SHORT PROBLEM:
Please output every line of the listing between the line holding "the window, one" and the line holding "[(100, 111)]", inclusive, as a JSON list of strings with one string per line and blank lines left out.

INPUT ROWS:

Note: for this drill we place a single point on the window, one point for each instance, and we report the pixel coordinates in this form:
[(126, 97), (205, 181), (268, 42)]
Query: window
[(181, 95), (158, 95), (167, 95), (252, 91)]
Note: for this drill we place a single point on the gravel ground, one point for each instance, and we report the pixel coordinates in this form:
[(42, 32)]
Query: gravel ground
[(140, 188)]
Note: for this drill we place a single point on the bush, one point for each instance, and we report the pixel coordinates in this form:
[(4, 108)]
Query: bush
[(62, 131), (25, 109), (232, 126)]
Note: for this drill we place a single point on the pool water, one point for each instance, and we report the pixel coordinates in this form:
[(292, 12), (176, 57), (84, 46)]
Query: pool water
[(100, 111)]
==
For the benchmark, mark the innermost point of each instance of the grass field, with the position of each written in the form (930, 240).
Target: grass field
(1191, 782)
==
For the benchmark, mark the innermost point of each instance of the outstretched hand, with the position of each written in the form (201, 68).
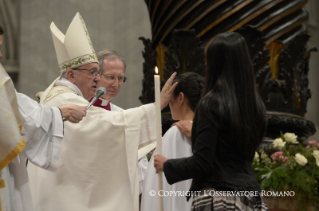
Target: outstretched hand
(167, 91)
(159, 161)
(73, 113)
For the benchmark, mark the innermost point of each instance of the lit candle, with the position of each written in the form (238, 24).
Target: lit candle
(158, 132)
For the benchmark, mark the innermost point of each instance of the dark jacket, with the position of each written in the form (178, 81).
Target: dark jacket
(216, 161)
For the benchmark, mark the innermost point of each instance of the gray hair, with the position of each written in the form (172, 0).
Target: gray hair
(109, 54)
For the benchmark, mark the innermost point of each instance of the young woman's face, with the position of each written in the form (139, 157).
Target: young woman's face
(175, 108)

SOLUTION FOR THIS EXERCISE:
[
  "Note: for this drill we place a single point on the window, one point for each instance, and we report the pixel coordinates in this form:",
  "[(126, 97), (205, 181), (268, 42)]",
  "Query: window",
  "[(181, 95), (158, 95), (167, 95), (252, 91)]",
  "Note: for this drill we place a single point on the gravel ground, one point for each instance, and we report the pixel coordinates in this form:",
  "[(42, 32)]",
  "Query: gravel ground",
  "[(140, 188)]",
  "Note: for this drill we place a single point on the bush, one point for each instance, and we report the pixel coordinates in this form:",
  "[(4, 108)]",
  "Query: bush",
  "[(62, 131), (25, 109), (232, 126)]",
  "Note: for this drill we place a single point on the pool water, one point for each instance, and we report the pixel coordinates in this form:",
  "[(292, 12), (176, 57), (84, 46)]",
  "Query: pool water",
  "[(100, 111)]"
]